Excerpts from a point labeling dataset
····················

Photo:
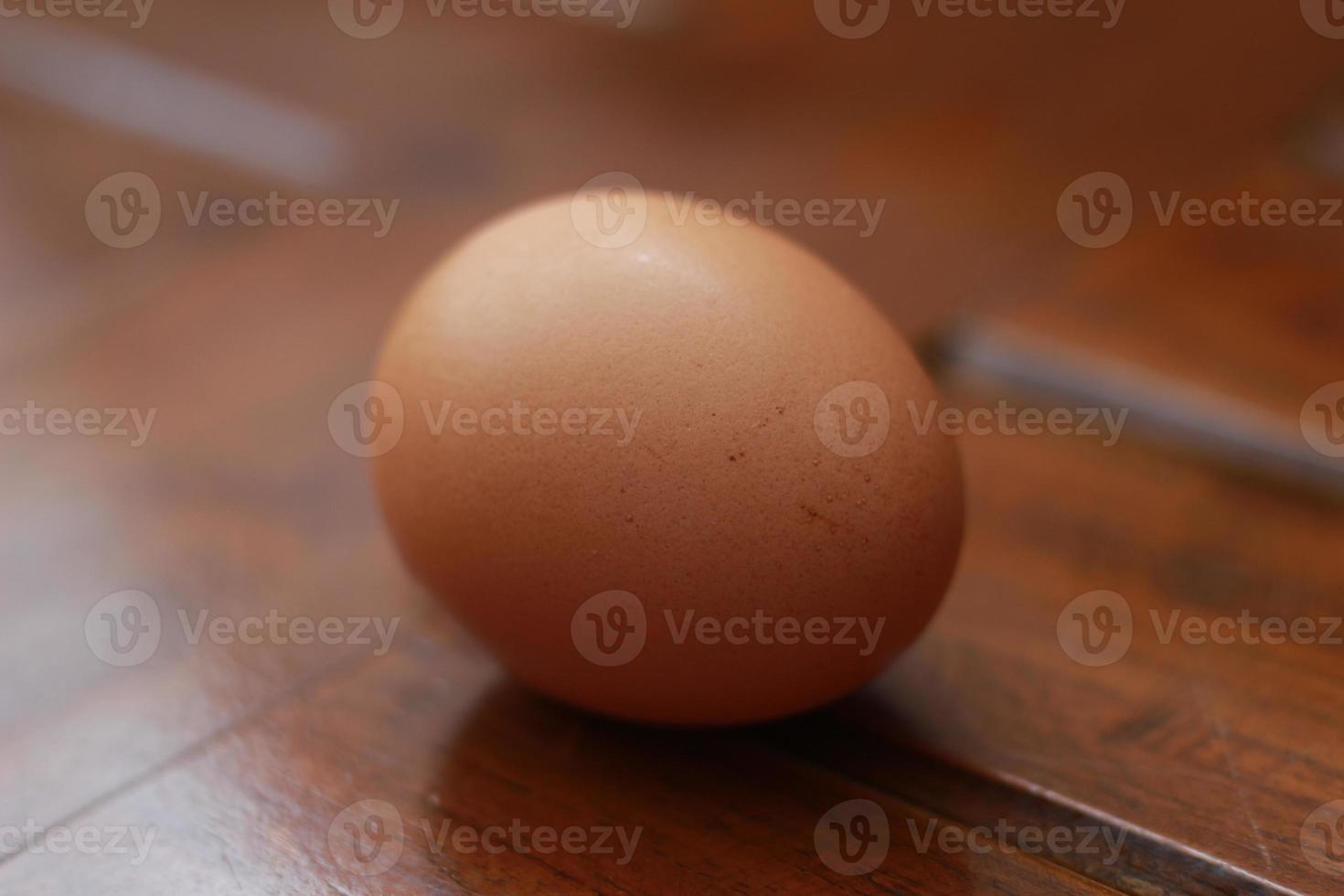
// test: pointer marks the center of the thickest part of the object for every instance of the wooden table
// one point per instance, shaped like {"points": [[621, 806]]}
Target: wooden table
{"points": [[1212, 767]]}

····················

= WHAT THE TASK REQUIRES =
Pull out all of the lines above word for word, leaving the pictures out.

= CORRECT OUTPUT =
Photo:
// test: pointer marks the center of the thickest part of the object for every instance of the wooden table
// one point per instance, shaped like {"points": [[621, 806]]}
Target: wooden table
{"points": [[1212, 767]]}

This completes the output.